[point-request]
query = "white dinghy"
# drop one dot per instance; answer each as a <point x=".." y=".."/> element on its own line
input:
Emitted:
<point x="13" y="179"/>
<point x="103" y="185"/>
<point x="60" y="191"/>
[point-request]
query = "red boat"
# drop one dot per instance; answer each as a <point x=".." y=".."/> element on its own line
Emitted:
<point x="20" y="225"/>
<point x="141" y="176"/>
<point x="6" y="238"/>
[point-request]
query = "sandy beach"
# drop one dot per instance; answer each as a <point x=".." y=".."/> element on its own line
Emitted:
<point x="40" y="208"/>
____________
● **WHAT IS ASKED**
Could you switch "white dinghy" to "small sailboat" throughout the data above and give back every line, with nothing else changed?

● **ANSWER TO THIS TASK**
[point-request]
query = "small sailboat"
# drop one dot per instance; answer each as a <point x=".." y=".."/> element on its own line
input:
Emitted:
<point x="13" y="179"/>
<point x="103" y="185"/>
<point x="60" y="191"/>
[point-request]
query = "red boat"
# drop one dot per instance; answer each as a <point x=".." y=".."/> element on its own line
Emitted:
<point x="20" y="225"/>
<point x="141" y="176"/>
<point x="6" y="238"/>
[point-request]
query = "sandy beach"
# drop one dot per instance; answer each as a <point x=".." y=".."/> element on its own line
Emitted:
<point x="40" y="208"/>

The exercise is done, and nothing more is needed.